>> Begin SUPPLIED RECORDS

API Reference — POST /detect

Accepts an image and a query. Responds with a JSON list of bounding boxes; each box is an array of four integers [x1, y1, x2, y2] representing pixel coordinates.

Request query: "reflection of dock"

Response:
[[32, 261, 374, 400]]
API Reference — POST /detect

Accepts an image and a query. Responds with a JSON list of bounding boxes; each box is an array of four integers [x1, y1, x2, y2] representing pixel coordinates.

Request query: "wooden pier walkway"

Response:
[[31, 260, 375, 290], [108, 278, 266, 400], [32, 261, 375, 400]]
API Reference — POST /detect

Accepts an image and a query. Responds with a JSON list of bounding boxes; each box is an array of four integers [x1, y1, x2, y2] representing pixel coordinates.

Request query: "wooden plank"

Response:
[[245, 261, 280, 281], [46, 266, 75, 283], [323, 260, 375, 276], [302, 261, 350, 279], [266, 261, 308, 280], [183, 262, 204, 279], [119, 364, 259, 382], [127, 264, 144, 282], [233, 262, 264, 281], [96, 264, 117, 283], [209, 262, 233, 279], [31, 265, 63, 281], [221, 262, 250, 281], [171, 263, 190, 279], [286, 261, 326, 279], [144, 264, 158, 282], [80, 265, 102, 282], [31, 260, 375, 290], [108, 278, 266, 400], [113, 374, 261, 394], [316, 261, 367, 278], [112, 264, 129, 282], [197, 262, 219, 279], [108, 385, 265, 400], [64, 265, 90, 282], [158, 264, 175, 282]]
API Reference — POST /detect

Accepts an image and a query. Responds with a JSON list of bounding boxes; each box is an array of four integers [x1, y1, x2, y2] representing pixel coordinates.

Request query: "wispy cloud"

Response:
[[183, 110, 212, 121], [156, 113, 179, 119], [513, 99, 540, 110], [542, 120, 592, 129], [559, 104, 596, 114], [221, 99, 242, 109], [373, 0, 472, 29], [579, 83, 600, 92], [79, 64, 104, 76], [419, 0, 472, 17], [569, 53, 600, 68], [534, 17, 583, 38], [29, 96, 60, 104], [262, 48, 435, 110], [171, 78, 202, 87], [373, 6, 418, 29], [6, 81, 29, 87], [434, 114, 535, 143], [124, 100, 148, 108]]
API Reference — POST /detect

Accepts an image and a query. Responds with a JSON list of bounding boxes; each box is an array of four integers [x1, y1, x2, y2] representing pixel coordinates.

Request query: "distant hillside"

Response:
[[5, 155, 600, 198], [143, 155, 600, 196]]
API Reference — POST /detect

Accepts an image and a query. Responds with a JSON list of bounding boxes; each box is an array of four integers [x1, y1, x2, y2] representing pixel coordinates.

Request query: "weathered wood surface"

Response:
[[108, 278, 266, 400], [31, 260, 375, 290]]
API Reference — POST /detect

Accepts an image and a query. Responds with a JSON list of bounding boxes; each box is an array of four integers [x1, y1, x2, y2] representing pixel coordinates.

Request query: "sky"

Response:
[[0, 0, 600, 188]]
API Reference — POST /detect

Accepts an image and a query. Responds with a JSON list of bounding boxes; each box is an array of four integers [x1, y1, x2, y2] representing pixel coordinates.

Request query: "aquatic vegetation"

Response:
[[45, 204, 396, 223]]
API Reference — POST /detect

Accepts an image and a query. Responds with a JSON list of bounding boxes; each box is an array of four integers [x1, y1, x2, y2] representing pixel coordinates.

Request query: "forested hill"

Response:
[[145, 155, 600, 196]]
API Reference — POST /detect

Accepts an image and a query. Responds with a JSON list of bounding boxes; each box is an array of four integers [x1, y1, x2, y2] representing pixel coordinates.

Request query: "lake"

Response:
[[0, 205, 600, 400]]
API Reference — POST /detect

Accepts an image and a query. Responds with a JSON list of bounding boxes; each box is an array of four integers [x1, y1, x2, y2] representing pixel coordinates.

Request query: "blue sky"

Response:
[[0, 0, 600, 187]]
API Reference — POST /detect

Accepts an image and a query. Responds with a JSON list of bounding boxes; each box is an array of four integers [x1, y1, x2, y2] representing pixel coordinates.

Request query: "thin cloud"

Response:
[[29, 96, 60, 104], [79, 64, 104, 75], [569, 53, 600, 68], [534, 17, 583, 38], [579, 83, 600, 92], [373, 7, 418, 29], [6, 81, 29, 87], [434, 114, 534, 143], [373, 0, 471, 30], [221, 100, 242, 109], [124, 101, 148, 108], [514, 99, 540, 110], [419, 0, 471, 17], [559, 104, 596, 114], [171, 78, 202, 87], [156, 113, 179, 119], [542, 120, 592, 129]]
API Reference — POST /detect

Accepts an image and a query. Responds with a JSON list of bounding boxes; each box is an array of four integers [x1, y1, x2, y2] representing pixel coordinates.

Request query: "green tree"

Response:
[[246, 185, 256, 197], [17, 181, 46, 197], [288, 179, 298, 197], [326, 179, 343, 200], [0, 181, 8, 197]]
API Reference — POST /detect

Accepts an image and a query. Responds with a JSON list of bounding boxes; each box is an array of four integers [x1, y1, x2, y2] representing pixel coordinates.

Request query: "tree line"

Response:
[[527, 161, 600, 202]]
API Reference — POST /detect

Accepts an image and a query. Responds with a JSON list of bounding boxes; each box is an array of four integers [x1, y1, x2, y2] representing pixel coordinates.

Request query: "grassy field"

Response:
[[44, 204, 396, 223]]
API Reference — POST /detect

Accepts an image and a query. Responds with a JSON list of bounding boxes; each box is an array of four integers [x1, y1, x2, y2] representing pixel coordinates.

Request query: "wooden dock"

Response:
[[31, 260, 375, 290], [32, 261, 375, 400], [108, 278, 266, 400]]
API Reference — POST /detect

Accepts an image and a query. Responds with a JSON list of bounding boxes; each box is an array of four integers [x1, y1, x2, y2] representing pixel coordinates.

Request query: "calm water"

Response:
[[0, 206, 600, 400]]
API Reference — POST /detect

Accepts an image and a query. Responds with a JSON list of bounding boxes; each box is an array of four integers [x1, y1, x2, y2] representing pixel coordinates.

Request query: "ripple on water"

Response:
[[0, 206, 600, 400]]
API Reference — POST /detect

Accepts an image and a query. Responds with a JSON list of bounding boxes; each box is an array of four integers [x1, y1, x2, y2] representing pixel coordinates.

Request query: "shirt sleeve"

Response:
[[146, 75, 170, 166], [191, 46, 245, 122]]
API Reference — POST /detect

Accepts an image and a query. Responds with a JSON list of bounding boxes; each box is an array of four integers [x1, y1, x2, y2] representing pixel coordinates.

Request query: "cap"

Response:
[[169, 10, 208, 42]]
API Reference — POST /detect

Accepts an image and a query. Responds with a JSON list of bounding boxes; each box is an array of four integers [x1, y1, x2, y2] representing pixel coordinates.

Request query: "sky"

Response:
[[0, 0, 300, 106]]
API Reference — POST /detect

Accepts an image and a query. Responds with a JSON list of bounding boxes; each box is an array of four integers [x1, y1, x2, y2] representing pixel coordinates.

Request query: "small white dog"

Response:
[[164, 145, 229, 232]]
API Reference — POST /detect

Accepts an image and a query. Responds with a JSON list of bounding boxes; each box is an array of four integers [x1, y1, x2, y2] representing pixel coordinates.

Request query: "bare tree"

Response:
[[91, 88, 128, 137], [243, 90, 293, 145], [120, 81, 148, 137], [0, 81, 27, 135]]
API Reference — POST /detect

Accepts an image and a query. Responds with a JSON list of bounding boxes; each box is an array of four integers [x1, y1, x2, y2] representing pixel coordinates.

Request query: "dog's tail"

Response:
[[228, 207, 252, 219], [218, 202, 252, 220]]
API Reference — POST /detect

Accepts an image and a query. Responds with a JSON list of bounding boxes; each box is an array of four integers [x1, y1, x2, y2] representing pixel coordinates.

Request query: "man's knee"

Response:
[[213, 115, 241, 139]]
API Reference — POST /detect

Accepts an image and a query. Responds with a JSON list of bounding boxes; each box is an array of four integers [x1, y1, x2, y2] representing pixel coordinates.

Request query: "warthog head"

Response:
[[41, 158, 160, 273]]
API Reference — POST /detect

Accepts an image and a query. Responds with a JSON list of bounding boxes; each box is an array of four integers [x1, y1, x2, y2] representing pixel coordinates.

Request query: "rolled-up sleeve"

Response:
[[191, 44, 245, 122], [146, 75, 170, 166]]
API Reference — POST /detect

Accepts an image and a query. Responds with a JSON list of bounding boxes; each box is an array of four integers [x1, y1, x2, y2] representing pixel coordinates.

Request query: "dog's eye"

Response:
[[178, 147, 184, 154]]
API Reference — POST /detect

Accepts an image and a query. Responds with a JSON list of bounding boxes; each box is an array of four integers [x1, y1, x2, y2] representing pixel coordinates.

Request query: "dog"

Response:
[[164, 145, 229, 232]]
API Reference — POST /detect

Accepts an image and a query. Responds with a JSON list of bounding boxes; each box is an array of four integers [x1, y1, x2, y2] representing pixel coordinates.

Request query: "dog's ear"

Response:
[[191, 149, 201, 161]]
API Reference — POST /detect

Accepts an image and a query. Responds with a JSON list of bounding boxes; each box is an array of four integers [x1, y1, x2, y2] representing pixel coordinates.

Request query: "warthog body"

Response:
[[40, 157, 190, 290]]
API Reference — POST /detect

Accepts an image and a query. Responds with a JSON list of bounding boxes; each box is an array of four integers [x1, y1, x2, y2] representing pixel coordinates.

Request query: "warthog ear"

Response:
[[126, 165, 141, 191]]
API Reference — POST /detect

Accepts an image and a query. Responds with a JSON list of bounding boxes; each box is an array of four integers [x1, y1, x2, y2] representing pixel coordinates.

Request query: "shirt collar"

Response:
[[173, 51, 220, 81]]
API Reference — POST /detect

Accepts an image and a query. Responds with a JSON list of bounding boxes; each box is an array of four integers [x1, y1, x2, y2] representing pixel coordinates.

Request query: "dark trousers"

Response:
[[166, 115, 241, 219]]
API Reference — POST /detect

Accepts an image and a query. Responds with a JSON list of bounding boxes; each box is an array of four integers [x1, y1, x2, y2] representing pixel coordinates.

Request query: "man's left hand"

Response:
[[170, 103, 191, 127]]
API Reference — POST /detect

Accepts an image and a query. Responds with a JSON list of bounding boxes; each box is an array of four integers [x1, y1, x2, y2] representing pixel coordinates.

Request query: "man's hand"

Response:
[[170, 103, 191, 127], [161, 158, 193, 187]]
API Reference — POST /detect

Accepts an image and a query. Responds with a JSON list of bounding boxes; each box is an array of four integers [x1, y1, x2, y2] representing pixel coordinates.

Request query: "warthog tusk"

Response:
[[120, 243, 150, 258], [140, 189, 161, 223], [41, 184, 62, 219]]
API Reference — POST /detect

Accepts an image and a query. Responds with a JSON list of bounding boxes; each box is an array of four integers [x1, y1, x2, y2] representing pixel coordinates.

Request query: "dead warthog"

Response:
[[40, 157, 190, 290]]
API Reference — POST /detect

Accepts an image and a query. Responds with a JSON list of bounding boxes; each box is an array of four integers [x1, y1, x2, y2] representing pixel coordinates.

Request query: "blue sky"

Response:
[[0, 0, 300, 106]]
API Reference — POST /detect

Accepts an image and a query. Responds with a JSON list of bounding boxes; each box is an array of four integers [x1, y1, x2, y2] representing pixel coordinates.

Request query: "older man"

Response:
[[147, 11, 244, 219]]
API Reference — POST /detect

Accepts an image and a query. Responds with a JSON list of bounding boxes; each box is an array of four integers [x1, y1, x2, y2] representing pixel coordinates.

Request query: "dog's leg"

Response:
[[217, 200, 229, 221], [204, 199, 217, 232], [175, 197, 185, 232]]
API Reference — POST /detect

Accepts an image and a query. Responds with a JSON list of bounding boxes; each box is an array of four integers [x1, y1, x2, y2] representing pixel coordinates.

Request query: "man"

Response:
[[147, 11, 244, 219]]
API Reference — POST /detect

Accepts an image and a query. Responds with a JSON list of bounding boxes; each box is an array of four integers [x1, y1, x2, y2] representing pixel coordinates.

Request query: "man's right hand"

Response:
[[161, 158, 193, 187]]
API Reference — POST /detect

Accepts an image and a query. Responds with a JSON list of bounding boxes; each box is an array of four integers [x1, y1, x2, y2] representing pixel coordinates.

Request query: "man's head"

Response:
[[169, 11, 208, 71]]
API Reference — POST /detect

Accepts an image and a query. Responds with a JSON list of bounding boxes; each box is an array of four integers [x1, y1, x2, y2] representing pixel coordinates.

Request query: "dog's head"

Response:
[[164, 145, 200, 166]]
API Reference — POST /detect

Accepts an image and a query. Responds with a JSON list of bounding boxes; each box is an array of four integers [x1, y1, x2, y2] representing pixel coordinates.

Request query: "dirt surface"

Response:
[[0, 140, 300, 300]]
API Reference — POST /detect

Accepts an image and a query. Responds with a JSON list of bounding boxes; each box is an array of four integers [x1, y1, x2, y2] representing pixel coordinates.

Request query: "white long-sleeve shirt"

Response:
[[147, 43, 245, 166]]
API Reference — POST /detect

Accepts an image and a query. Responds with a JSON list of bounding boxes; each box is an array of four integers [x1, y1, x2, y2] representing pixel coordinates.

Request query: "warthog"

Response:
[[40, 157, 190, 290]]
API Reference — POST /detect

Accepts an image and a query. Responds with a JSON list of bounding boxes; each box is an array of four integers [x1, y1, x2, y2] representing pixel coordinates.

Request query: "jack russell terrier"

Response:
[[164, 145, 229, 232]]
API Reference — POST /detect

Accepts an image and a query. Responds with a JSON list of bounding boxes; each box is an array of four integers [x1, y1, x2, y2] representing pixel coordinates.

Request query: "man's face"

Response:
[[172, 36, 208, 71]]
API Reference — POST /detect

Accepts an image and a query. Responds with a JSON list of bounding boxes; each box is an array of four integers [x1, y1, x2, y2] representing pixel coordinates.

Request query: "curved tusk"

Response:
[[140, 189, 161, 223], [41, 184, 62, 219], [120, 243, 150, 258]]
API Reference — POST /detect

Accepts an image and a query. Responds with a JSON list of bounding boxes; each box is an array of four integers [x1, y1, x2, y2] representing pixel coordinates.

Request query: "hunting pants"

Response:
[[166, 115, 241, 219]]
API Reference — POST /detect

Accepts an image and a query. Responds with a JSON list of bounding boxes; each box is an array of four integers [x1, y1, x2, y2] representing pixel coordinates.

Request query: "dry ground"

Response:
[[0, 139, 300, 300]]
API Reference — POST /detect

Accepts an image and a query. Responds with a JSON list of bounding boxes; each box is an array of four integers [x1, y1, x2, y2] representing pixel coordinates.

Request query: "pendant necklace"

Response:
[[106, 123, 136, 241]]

>> End SUPPLIED RECORDS

WHAT TO PRODUCE -> Show every line of the material above that contains the string "warthog", copying each one unchanged.

EXERCISE ANSWER ->
Request query: "warthog head"
Request query: "warthog body"
Request query: "warthog ear"
Request query: "warthog tusk"
Request query: "dead warthog"
Request query: "warthog"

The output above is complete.